Renaud : ni presse, ni radio, ni télé, juste un grand disque

L’Avenir du Luxembourg

Mercredi 20 avril 1988

musique et bédé

– Pour mon prochain album, aucune promo, ni presse pourrie, ni radios-nulles, ni télé craignoss.

Renaud avait prévenu sa firme de disque plusieurs mois avant la sortie de « Putain de camion », son nouveau disque. Une interview. Une seule. A « Paroles et musiques ». L’unique référence. Avec les douze titres sur vinyle, bien sûr. L’essentiel.

« Putain de camion » est un album marquant, dédié à son pote Coluche. « Comme toujours » d’une écriture simple, forte, écorchée. Réelle. Peut-être encore plus l’essentiel que d’habitude, finalement. Déchirures poisseuses, brûlantes. La vie en noir ? Souvent amère, certes, mais là où il reste un brin d’humour décapant (le Top 50, la télé, les radios FM, par exemple, qu’est-ce qu’ils prennent !), il y a de l’espoir, n’est-il pas ? Et cette chanson sur les vieux, « Cent ans », quel hymne à la vie !

Vulgaire? Oh, ça peut jaser. « Comme toujours », là encore. Une question de sensibilité ? Cela tombe bien. Il a justement le cœur débordant de sensibilité, Renaud. Et ce qui vient du cœur peut-il être vraiment vulgaire ? On vous le demande.

Anarcho-mitterrandiste (« J’sais même pas si ça existe ») comme il se qualifie lui-même, il balance ses états d’âme, ses interrogations, règle ses comptes. Sur le poignant « Putain de camion », par exemple, qui a détruit son copain :

Putain, j’ai la rage, contre ce virage…
Tu nous laisses avec les chiens

Avec les méchants, les crétins…
Lolita a plus d’parrain
Nous on a plus notre meilleur copain
Tétais un clown mais t’étais pas un pantin
Enfoiré on t’aimait bien
Maintenant on est tous orphelin

Voilà. Un disque qui compte, plutôt grave, toujours riche et attachant. C’est dit.

* DONNÉES PRÉSENTÉES:
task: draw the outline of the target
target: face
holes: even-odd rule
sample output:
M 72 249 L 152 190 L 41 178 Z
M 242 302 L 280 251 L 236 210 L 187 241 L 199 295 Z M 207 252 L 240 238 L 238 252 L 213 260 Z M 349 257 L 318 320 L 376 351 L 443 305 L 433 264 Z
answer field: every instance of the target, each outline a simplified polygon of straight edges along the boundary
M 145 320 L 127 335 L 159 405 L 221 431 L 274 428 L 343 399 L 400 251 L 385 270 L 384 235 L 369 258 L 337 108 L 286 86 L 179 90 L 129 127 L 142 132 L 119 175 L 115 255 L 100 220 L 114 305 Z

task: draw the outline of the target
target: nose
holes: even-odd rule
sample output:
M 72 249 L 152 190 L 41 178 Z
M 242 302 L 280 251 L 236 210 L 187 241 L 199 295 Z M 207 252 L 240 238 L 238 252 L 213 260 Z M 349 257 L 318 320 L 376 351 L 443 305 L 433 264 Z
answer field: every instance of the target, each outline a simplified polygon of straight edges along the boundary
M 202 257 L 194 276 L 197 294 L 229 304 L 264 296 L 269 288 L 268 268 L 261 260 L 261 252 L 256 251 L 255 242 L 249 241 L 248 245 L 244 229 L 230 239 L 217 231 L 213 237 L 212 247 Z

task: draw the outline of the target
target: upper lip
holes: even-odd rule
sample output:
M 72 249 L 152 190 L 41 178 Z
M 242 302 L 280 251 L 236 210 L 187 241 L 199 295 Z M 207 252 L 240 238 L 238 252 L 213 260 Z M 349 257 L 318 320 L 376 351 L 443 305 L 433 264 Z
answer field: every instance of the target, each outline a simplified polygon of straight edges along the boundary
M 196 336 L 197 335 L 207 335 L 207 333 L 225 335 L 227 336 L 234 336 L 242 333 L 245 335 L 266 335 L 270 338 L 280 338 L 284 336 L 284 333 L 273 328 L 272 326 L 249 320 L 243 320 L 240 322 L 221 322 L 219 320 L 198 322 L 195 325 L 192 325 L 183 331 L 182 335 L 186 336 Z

* CONSIGNE:
Répondez aux questions suivantes à partir de l'article sur Renaud.
1. À qui l'album « Putain de camion » est-il dédié ?
2. À quelle publication Renaud a-t-il accordé son unique interview ?
3. Comment Renaud se qualifie-t-il lui-même ?

* CORRIGÉ:
1. À son pote Coluche.
2. À « Paroles et musiques ».
3. Anarcho-mitterrandiste.